## BRIEF
Compute the number of lines in the following data that include the word "below", and output that number alone.

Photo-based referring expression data
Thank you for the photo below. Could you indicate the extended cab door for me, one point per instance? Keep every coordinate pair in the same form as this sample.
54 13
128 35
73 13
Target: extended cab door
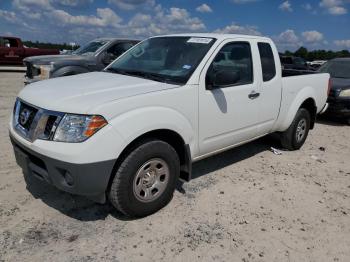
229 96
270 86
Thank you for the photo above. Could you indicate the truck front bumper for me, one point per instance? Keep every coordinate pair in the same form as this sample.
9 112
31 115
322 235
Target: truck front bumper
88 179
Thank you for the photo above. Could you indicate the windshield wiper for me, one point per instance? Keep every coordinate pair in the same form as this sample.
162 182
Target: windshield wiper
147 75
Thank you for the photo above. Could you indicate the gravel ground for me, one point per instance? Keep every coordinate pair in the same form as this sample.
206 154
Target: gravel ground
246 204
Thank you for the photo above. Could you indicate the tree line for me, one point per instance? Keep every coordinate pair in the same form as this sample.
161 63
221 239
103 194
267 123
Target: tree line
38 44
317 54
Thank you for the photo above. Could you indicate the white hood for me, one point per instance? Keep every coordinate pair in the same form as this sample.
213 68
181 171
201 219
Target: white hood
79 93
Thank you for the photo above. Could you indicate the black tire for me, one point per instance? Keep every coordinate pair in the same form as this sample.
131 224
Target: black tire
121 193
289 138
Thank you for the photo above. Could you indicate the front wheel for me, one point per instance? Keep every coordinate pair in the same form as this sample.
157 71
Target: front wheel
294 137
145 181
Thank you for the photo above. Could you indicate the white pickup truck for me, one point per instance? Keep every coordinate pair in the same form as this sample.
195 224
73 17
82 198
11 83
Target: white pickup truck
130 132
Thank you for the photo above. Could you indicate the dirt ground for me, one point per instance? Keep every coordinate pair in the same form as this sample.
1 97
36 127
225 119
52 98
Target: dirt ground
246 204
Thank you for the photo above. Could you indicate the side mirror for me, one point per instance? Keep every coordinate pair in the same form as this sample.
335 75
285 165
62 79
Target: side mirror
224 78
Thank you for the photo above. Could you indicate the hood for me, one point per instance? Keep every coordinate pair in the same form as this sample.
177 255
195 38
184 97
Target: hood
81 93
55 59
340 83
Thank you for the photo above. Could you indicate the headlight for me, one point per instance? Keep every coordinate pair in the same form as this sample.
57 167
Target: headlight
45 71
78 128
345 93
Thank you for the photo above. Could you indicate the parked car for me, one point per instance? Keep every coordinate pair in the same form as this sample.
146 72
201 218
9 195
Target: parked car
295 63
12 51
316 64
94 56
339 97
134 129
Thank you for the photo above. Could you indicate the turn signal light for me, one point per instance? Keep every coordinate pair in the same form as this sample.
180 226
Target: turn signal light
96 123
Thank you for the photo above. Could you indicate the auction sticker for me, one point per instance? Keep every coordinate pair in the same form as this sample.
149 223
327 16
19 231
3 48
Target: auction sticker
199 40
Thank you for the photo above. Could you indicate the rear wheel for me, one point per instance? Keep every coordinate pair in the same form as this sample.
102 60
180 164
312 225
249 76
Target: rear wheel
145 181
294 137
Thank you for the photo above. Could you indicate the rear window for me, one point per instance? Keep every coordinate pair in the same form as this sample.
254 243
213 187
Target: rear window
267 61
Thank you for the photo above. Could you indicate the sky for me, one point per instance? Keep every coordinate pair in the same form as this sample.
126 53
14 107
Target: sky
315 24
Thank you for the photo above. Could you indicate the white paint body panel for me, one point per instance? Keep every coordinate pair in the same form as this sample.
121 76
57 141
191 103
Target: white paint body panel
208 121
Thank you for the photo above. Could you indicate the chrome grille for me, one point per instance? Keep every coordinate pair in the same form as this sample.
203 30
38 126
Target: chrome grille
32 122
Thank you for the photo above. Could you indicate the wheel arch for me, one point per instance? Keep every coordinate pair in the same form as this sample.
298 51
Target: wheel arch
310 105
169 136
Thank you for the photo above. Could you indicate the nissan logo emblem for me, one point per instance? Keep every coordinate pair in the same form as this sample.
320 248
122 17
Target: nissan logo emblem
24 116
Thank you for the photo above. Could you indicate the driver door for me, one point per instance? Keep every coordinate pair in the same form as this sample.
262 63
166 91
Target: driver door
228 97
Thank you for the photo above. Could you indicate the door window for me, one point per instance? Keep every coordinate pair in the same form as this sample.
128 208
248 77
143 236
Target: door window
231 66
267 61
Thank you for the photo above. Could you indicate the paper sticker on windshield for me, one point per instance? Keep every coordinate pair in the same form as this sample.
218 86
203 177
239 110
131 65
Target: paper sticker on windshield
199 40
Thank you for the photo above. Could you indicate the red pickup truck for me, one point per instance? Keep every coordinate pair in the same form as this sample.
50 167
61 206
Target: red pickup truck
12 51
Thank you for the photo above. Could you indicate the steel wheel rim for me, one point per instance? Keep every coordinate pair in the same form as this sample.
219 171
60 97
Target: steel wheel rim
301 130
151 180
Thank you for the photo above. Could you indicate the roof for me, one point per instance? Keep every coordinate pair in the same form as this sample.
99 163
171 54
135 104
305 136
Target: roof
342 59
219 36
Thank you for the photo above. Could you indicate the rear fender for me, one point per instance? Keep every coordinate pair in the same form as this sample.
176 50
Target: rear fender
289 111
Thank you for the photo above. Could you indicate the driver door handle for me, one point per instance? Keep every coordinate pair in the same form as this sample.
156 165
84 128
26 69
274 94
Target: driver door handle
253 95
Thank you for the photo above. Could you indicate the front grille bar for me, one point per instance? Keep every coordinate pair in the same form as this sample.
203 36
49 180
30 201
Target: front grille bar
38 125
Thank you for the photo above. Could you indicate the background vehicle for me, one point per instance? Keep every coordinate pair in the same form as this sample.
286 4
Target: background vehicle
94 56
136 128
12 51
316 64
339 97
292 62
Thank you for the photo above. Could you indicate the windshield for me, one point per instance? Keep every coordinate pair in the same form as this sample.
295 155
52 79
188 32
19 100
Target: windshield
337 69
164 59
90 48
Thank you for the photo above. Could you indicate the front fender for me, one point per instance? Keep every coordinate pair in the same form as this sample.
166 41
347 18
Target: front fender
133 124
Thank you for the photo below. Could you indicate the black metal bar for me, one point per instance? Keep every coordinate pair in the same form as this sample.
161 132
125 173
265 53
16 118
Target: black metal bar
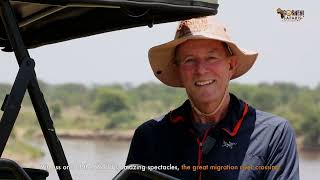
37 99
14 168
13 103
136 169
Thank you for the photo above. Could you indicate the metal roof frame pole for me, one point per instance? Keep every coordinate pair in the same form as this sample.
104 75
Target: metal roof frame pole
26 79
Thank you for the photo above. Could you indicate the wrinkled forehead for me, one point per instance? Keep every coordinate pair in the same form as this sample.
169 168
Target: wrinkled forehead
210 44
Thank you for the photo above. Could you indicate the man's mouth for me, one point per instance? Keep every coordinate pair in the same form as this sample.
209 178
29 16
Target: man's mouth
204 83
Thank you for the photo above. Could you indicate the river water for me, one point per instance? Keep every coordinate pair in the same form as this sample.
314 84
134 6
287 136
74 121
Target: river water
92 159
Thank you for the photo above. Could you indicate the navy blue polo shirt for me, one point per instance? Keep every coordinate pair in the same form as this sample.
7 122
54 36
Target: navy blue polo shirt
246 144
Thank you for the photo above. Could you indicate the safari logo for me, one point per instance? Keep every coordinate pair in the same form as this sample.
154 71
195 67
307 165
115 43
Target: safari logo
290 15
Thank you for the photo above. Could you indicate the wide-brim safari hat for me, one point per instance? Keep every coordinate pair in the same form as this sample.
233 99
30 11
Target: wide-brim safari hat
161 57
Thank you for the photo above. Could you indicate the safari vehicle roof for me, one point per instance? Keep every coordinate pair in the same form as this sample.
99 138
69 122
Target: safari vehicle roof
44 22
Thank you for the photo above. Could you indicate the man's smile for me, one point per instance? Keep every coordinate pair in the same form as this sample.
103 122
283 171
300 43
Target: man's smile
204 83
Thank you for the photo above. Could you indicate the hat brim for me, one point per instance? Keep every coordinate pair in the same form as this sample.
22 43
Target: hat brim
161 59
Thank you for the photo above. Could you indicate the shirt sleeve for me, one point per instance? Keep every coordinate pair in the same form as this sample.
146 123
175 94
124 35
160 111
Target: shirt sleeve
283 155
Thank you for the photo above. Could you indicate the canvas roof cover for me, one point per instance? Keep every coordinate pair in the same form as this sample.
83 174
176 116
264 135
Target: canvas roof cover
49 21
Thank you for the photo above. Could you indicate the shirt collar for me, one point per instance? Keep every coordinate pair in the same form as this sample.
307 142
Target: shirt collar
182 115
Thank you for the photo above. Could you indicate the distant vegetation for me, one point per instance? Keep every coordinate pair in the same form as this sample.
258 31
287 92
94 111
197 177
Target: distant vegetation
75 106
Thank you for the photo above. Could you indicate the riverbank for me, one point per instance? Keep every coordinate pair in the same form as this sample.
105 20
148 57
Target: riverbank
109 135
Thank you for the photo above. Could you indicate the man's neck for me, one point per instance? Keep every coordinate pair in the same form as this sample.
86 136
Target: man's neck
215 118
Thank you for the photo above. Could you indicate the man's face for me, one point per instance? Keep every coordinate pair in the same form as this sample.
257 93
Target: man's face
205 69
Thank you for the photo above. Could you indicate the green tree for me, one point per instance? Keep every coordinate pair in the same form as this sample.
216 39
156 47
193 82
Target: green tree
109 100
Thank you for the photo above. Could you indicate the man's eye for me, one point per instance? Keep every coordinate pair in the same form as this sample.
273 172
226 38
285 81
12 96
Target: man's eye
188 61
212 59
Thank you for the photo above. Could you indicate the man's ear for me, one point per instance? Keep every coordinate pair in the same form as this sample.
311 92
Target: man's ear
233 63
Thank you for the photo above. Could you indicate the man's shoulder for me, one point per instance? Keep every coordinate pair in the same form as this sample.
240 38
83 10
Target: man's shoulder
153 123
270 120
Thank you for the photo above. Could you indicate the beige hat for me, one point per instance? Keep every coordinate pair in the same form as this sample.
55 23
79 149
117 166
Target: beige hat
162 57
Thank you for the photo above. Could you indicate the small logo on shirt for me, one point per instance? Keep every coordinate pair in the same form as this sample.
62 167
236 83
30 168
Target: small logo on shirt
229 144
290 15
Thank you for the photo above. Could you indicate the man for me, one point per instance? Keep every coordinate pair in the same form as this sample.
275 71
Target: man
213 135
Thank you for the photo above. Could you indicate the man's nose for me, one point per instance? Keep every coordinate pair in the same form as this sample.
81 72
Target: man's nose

## TASK ANSWER
2